- **Source text**
Saturday, January 27, 2024

Laying that burden down

 




As a rule, no sports team I root for will prosper. Or if they do, they will be like a seed sown on hard ground. Consequently, I'm only an observer of success by other teams. Painfully so at times. And so it is with Liverpool, and their manager, Jurgen Klopp. In fact one of the most painful memories has to do with him and Liverpool beating my Tottenham Hotspurs in the Champions League finals.

But I've always admired the Liverpool fanbase and in particular Jurgen Klopp. Recently, Klopp made known his decision to leave at the end of the year. He said he's run out of energy. That you can't do what he's done for as long as he's done it and not pay a price. I get that. I can identify with that.

Almost 25 years ago I accepted the call of a small group of people in Valparaiso, Florida - a place I don't think I had ever heard of - to become the pastor of New Hope Baptist Church. I was entering an area, a culture, and a role that I had no idea of the cost to my family and yes, to me. But I was absolutely sure this was God's will for my life. And my family trusted what I believed.

There were (in no specific order) hard times, okay times, hard as heck times, and good times - even great times. In one of the hardest, I knew the church would not be able to support my family through a severe but unexpected financial crisis. So I started substitute teaching, giving all my salary to the church. Then I got a full time teaching position and for the next 11 years I had two jobs I loved that would both take all the time, effort, and dedication you had to give.

- **Required actions**
1 > In the post about laying a burden down, which church did the writer become pastor of almost 25 years ago?
2 > Extend the post about laying a burden down with a few more paragraphs, picking up right after its last sentence.

- **Recorded data**
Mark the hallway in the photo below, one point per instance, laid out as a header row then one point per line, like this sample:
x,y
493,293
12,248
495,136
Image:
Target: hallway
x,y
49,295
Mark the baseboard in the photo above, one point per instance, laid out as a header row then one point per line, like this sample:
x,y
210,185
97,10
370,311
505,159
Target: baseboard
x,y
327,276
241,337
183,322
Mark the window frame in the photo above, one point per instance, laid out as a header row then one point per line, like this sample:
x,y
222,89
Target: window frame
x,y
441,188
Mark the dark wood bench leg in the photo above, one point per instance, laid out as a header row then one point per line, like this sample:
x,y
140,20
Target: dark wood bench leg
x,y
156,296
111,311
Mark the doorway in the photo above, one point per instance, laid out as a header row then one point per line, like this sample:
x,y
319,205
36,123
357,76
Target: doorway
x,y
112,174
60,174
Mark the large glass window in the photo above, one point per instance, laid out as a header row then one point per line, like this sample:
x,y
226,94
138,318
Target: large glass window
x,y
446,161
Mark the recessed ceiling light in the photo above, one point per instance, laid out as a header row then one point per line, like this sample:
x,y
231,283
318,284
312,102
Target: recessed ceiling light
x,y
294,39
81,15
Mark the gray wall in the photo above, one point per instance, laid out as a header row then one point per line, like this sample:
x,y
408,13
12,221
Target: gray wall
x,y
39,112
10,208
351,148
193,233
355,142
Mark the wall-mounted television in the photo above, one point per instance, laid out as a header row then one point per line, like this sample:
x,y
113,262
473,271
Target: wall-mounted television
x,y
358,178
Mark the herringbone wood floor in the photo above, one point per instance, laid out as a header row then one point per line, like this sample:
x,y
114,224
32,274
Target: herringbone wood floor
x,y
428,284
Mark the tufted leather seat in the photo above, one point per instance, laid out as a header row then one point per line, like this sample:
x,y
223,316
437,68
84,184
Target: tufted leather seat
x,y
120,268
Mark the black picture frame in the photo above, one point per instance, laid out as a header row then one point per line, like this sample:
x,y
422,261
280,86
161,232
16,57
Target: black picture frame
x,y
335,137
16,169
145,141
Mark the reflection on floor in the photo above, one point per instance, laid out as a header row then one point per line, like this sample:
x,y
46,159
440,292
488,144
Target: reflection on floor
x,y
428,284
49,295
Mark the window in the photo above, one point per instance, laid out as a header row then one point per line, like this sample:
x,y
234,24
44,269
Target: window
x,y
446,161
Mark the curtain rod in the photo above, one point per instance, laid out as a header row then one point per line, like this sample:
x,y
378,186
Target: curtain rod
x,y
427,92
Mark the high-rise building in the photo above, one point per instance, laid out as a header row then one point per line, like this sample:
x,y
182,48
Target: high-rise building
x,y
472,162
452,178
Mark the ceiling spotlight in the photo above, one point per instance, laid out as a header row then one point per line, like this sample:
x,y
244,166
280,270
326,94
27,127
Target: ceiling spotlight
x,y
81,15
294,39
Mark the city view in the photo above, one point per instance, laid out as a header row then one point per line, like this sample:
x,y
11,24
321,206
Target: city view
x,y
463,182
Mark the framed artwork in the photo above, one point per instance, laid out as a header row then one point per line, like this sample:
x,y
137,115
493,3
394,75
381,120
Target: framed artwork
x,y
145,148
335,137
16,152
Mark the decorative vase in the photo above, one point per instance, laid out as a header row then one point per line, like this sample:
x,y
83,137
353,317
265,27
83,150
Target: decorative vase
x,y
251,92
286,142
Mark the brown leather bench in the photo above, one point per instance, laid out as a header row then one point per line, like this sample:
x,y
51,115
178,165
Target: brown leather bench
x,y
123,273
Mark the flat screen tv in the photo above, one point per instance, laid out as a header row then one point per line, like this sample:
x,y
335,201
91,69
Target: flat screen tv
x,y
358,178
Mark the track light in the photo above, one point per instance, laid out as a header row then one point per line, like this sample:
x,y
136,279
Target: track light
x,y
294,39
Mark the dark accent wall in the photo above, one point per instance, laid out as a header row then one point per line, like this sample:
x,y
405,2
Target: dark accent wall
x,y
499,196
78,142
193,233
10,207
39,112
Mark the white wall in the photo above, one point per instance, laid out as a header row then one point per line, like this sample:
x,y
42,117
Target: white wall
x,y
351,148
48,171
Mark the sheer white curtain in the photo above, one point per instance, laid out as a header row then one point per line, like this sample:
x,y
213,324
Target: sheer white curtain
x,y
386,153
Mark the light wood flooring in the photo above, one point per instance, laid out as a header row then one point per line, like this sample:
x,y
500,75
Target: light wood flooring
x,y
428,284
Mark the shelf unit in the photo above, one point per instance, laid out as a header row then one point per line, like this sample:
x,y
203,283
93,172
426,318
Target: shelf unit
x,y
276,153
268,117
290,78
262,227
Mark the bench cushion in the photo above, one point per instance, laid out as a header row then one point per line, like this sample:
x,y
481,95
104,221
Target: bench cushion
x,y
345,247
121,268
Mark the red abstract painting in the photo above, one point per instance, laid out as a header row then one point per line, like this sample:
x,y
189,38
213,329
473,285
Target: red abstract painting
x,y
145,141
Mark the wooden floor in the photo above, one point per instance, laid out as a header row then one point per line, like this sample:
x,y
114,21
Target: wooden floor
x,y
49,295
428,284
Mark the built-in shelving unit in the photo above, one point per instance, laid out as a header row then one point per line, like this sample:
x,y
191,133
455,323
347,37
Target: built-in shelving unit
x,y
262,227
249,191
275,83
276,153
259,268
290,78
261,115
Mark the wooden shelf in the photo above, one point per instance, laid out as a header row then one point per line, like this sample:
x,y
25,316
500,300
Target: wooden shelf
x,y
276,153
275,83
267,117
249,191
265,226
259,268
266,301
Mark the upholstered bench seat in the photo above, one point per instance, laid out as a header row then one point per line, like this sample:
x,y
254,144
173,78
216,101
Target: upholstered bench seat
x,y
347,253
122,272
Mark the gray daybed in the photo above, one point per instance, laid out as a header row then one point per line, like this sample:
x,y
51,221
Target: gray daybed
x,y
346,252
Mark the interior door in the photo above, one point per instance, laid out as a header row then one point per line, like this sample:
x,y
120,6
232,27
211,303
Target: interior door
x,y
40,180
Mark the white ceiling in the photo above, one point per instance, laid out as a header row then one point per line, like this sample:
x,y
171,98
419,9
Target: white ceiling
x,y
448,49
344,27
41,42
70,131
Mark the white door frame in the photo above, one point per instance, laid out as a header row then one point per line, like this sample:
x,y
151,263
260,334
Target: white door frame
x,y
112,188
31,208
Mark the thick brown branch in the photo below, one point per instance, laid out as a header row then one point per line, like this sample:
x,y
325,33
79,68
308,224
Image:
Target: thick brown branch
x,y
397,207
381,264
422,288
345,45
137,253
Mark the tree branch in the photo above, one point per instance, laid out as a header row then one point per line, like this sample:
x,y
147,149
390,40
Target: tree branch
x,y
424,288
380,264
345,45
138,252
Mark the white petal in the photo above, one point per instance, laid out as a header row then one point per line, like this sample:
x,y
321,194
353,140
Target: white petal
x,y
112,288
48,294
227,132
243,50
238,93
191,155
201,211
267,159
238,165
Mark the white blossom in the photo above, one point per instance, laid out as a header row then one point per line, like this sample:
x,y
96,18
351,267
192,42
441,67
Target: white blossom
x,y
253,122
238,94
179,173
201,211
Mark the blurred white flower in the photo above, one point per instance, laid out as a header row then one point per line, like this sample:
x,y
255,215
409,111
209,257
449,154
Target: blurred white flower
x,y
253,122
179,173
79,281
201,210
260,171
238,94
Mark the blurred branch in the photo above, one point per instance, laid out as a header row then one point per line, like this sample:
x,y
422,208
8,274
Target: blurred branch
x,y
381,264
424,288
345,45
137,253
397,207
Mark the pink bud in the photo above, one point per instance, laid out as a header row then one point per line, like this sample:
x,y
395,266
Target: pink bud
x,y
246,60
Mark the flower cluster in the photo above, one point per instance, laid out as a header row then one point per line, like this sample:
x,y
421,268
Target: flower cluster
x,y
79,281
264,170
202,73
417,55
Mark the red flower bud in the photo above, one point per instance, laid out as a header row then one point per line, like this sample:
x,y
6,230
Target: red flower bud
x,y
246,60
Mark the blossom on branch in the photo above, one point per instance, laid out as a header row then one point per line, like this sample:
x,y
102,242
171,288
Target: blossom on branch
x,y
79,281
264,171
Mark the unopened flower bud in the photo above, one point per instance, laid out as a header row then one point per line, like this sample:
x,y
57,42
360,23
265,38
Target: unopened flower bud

- **Per-task outputs**
1 > New Hope Baptist Church in Valparaiso, Florida.

2 >
COVID came and I taught online for a year and 3 months. But then, even though I loved teaching online and did really well, there was to be no online. So I went back to the classroom and had a tough year. The togetherness and parent involvement wasn't there, and the admin paperwork, assumptions that you'd work another 20+ hours off the clock for free, and the horrible behavior issues and poor support from admin just sucked the joy out of teaching for me. At the same time, I was dealing with half the number of regular attenders at New Hope after COVID. At year's end - the week before I was to return - I retired from teaching. I hoped that I could help see the church turn around.

I'm still waiting. And yes, I get what Jurgen Klopp said. There's only so much you can give.